[WHAT THE TASK REQUIRES]: Set out exactly every line of the entries below, starting at the line that holds "# mark one dot per instance, written like column 113, row" and stopping after the line that holds "# mark one dot per instance, written like column 112, row".

START PROVIDED DATA

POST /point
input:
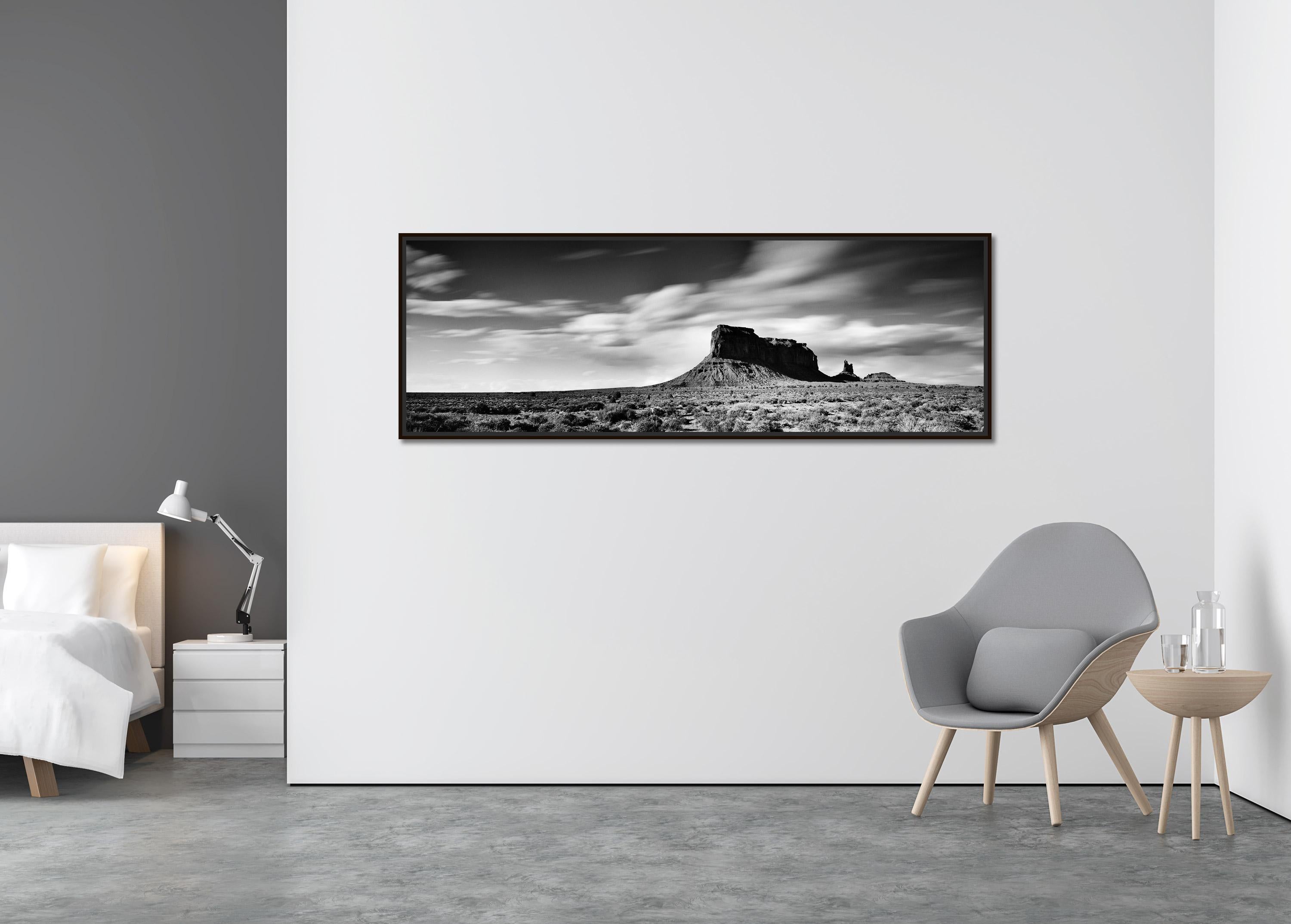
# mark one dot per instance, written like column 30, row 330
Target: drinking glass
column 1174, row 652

END PROVIDED DATA
START PROVIDED DATA

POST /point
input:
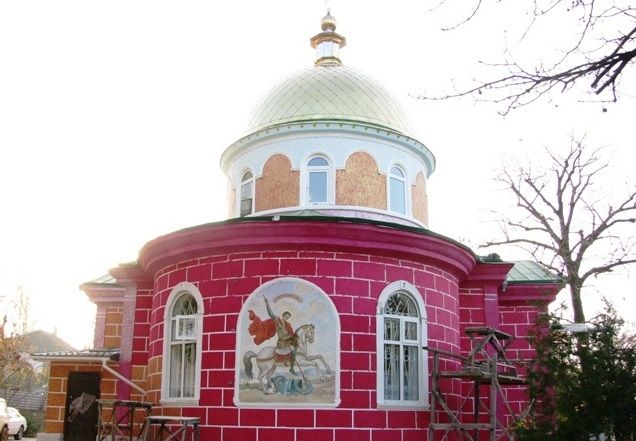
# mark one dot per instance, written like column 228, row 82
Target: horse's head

END PROVIDED DATA
START PROVIDED DATA

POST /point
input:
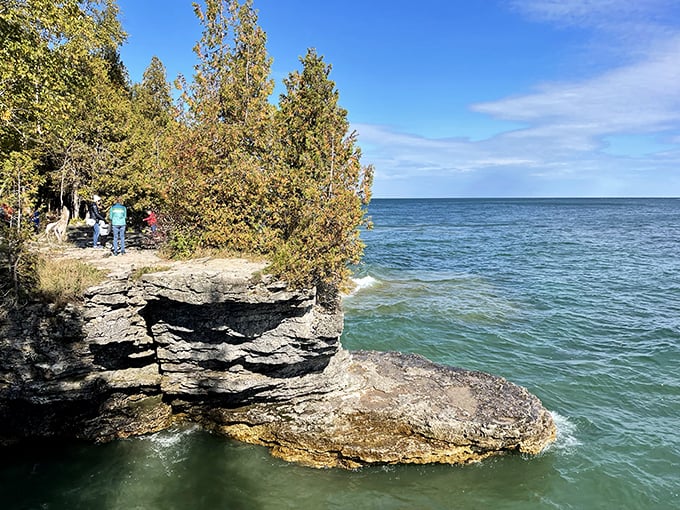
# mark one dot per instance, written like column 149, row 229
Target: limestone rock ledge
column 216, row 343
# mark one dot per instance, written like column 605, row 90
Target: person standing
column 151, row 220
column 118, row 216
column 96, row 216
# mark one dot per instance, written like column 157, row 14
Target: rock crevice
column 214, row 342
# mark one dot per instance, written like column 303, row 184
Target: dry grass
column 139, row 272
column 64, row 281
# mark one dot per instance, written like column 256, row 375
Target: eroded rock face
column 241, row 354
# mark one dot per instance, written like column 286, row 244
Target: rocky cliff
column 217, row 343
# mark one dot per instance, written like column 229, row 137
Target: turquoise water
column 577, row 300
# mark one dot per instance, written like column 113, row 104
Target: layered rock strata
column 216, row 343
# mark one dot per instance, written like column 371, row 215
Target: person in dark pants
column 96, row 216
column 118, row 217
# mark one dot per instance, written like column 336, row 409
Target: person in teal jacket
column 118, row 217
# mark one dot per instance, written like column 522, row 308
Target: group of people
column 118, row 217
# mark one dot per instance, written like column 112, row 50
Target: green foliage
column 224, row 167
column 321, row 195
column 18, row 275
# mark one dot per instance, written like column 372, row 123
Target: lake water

END PROVIDED DATA

[ANSWER SECTION]:
# mark one dot per instance, written like column 113, row 104
Target: layered rock strata
column 216, row 343
# mark one dot per instance, written like column 371, row 215
Target: person in dark pants
column 96, row 216
column 118, row 217
# mark one dot per instance, written like column 336, row 409
Target: person in teal jacket
column 118, row 217
# mark one dot per instance, written like column 522, row 308
Target: group of people
column 118, row 217
# mark one dot per instance, written like column 112, row 50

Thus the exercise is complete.